TEXTE DE LECTURE:
▬▬▬

Pour elle, c’est grâce à la bonne cohabitation avec la population hôte que l’activité de maraichage arrive à prospérer et surtout, insiste-t-elle, à la bonne volonté du donateur du site. C’est pourquoi, ces femmes PDI ne finissent pas de traduire leur reconnaissance à leurs hôtes, mais bien plus, aux autorités administratives pour les divers appuis de tout genre dont elles bénéficient, dans les activités de maraichage.

En effet, ces productrices, selon l’une d’elles, Awa Sawadogo, reçoivent l’encadrement régulier des techniciens chargés de l’agriculture de la commune. Elle relate que depuis le début de leurs travaux sur le site, les techniques culturales du maraichage leur ont été démontrées et des semences reçues des services d’agriculture. Ce qui, à l’entendre, a contribué à dynamiser leurs exploitations. « Seulement, c’est le manque parfois de l’eau du château qui entrave le bon fonctionnement de nos activités.

▬▬▬

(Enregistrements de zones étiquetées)
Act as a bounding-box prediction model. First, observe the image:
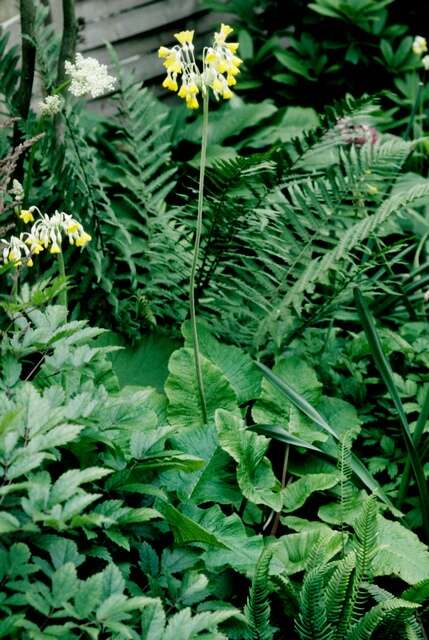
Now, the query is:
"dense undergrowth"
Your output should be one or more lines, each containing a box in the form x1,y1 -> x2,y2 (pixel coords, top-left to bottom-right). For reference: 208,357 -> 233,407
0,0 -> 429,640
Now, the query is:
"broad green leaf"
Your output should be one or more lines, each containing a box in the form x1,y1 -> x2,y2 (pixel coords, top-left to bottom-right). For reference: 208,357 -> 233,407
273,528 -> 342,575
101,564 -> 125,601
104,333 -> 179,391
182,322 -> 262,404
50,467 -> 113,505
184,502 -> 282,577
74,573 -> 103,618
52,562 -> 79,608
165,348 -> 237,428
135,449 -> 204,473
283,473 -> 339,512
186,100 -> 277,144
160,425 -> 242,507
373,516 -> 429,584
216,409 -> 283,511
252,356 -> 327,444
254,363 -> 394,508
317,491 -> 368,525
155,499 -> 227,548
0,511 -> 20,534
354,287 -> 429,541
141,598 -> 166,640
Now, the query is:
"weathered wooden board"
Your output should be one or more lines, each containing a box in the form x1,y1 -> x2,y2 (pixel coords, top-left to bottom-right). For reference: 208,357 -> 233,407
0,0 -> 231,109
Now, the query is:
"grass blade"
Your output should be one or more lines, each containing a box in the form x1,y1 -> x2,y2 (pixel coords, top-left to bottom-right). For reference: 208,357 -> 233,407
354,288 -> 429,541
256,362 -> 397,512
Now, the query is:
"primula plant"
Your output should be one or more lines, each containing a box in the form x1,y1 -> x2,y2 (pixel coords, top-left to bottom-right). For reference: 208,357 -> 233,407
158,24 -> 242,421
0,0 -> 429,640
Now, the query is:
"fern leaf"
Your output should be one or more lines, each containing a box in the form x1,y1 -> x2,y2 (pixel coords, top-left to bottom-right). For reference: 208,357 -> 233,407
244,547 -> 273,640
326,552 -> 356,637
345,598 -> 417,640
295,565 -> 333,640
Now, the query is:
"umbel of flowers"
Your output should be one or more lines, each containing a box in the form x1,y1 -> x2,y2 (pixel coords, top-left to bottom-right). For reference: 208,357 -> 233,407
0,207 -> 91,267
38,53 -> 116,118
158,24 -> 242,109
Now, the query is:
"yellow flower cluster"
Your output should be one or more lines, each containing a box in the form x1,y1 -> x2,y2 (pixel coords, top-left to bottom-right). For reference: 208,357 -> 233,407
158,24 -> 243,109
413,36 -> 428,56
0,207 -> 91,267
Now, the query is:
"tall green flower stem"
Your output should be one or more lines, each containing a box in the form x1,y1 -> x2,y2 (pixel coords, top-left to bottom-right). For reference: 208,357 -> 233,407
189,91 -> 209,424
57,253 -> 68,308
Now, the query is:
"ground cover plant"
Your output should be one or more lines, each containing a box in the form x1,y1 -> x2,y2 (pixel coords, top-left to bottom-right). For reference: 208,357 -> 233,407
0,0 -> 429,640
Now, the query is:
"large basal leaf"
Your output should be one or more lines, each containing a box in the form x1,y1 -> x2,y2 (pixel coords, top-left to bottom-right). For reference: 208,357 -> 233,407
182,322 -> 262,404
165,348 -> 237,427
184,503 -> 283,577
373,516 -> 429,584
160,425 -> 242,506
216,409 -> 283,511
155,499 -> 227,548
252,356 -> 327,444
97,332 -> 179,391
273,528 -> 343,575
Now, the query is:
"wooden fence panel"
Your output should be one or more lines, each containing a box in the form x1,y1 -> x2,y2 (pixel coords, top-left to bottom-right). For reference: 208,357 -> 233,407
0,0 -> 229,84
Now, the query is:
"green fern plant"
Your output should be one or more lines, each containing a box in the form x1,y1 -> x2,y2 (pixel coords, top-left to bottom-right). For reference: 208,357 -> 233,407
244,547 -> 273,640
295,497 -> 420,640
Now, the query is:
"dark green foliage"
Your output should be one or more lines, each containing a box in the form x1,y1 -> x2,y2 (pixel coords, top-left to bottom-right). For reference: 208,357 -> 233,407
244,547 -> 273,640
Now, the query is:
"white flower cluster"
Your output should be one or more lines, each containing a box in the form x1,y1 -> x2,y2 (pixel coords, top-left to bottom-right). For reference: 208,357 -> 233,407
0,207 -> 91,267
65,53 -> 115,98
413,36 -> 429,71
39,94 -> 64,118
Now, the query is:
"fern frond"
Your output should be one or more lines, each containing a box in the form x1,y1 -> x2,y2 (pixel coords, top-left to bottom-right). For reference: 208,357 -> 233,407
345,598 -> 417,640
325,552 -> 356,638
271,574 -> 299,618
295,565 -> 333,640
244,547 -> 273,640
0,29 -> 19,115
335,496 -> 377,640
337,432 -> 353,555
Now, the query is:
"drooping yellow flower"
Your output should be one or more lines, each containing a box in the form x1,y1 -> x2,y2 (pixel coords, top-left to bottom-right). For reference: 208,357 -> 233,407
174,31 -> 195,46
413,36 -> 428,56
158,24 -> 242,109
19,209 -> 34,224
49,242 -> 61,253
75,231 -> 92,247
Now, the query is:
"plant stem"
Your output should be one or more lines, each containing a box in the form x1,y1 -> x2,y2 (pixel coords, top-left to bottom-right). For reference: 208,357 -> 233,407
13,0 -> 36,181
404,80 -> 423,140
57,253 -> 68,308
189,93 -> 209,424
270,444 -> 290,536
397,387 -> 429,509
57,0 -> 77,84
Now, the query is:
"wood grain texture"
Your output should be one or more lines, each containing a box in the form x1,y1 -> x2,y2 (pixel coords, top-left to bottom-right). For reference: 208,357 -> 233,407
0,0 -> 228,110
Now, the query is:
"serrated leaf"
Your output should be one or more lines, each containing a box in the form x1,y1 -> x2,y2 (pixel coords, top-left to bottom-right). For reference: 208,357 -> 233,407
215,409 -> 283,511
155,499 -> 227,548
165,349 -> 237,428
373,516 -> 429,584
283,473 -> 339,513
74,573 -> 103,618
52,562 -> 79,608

▬▬▬

SÉRIE DE CONSIGNES:
**A.** Recopiez le passage du texte de lecture allant de « Pour elle, c’est » jusqu'à « activités de maraichage. », en substituant « jardinage » à « maraichage ».
**B.** Indiquez si chacune des affirmations suivantes concorde avec le texte de lecture, en répondant par oui ou par non et en citant les mots décisifs du texte : (i) les productrices bénéficient d'un encadrement régulier de la part des techniciens chargés de l'agriculture de la commune ; (ii) les semences ont été achetées par les femmes elles-mêmes ; (iii) le manque d'eau du château n'entrave jamais les activités.
**C.** Rédigez la suite du texte de lecture, après sa dernière phrase.
Les enregistrements n'ont aucun lien avec le texte de lecture.

RÉPONSES AUX CONSIGNES:
**A.**
Pour elle, c’est grâce à la bonne cohabitation avec la population hôte que l’activité de jardinage arrive à prospérer et surtout, insiste-t-elle, à la bonne volonté du donateur du site. C’est pourquoi, ces femmes PDI ne finissent pas de traduire leur reconnaissance à leurs hôtes, mais bien plus, aux autorités administratives pour les divers appuis de tout genre dont elles bénéficient, dans les activités de jardinage.

**B.**
(i) Oui : « reçoivent l’encadrement régulier des techniciens chargés de l’agriculture de la commune ».
(ii) Non : « des semences reçues des services d’agriculture ».
(iii) Non : « c’est le manque parfois de l’eau du château qui entrave le bon fonctionnement de nos activités ».

**C.**
Sinon, ce travail de maraichage nous sauve énormément. Il nous permet non seulement de nous occuper, mais aussi de nous procurer aussi quelques revenus », souligne Awa Sawadogo. Les rendements des exploitations sont en effet appréciés par les services techniques d’agriculture qui accompagnent ces femmes dans leurs travaux maraichers. De l’avis du chef de zone d’appui technique en agriculture de la commune de Gon-boussougou, Youssouf Kindo, les politiques mises en place par le ministère de l’Agriculture, des Ressources animales et halieutiques ont permis d’apporter un appui conséquent à la maraicher-culture des femmes PDI dans la localité.

En plus des encadrements qu’elles reçoivent, fait savoir M. Kindo, elles ont accès gratuitement aux semences et aux intrants. « Nous leur apportons les techniques nécessaires sur comment pratiquer la production maraîchère, comment faire les écartements, la mise en place des pépinières jusqu’au repiquage. On les a formées comme il se doit », révèle-t-il.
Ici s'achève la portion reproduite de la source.